### PROMPT
Pick out each line in the items below that includes the word "tall", and copy those lines.

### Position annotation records
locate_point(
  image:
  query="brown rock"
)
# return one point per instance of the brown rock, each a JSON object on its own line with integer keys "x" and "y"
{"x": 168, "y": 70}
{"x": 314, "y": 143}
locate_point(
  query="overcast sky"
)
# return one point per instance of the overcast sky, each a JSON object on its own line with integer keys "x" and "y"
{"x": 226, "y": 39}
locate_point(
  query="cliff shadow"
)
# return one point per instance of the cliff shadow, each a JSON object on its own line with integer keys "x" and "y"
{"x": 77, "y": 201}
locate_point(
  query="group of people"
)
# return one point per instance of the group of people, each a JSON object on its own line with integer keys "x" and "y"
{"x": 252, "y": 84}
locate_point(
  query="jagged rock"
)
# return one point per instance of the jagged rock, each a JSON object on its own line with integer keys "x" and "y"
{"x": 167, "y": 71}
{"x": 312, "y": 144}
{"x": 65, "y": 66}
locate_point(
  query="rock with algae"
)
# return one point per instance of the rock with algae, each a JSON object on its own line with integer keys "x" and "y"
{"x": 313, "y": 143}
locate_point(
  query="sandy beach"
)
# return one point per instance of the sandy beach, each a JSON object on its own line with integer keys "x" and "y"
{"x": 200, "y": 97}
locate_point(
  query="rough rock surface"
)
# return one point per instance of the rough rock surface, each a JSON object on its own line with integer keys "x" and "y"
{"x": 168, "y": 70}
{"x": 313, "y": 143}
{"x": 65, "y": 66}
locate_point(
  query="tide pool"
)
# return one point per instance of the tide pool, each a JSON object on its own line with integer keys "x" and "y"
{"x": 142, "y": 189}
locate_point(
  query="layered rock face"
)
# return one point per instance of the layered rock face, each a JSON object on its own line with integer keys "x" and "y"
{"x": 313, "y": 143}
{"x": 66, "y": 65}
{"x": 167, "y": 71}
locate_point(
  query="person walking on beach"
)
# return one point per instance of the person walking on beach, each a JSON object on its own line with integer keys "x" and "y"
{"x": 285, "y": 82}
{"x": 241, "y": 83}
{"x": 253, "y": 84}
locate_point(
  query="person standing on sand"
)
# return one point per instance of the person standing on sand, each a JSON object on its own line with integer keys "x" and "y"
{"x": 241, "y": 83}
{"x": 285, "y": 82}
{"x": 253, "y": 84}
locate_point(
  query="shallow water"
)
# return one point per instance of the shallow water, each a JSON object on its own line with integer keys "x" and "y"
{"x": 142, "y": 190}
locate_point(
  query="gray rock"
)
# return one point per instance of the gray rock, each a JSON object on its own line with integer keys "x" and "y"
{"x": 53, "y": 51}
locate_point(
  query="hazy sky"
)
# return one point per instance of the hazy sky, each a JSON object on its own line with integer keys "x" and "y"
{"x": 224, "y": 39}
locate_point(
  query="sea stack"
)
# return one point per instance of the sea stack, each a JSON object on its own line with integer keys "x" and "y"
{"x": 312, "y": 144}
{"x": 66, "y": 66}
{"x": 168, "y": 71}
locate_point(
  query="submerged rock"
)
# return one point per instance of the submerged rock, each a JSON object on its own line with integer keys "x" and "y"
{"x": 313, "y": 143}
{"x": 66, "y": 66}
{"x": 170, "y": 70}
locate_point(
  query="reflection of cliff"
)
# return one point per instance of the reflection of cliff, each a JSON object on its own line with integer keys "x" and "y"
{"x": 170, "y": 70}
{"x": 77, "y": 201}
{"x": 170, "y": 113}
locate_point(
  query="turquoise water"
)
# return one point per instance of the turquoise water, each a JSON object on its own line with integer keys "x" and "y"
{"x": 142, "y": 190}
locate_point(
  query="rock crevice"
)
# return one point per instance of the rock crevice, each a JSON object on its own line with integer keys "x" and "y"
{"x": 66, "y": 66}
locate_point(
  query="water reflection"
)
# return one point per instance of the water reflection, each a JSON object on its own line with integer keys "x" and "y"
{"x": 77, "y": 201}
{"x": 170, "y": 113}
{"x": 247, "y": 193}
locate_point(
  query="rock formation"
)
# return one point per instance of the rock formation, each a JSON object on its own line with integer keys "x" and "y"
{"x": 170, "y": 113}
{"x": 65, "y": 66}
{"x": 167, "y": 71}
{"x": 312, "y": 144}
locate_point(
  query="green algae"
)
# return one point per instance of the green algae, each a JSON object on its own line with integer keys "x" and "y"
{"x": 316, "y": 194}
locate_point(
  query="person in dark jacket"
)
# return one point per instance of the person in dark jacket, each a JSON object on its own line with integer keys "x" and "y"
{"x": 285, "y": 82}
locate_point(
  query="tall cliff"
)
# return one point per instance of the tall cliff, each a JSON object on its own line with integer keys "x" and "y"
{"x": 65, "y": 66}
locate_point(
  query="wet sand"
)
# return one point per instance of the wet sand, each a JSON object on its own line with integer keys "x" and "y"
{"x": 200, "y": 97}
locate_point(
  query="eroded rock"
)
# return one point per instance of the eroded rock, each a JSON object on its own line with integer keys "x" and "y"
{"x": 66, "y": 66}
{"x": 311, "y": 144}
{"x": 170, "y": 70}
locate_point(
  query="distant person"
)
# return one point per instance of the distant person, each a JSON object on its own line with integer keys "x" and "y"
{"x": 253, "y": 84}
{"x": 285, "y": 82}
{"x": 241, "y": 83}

==

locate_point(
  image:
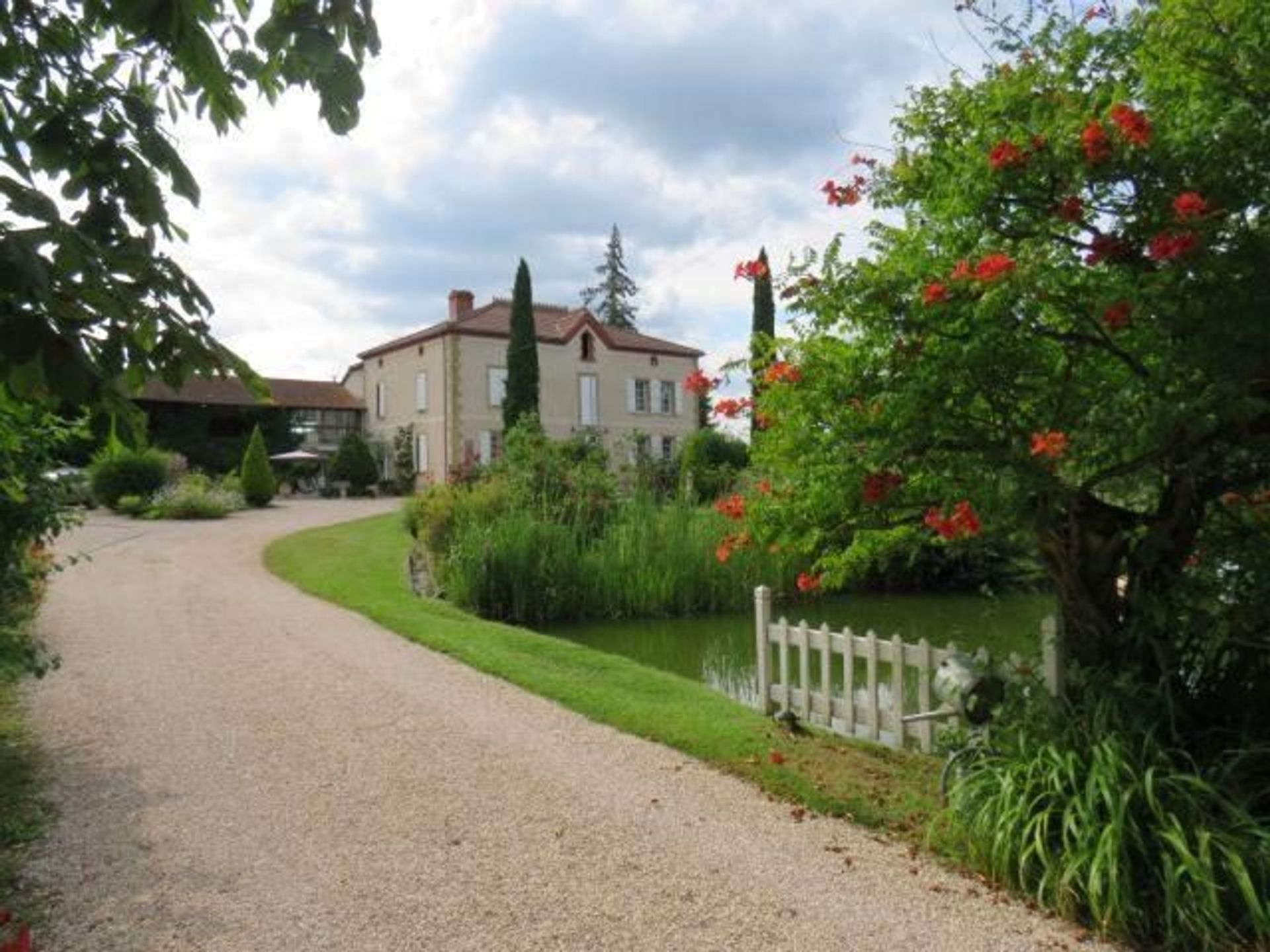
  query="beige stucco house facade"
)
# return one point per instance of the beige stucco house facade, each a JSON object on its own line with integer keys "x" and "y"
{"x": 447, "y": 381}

### SOLUTION TO THIS EXERCISE
  query="tall cliff"
# return one point per instance of the tall cliff, each a JSON object on its own line with integer keys "x" and "y"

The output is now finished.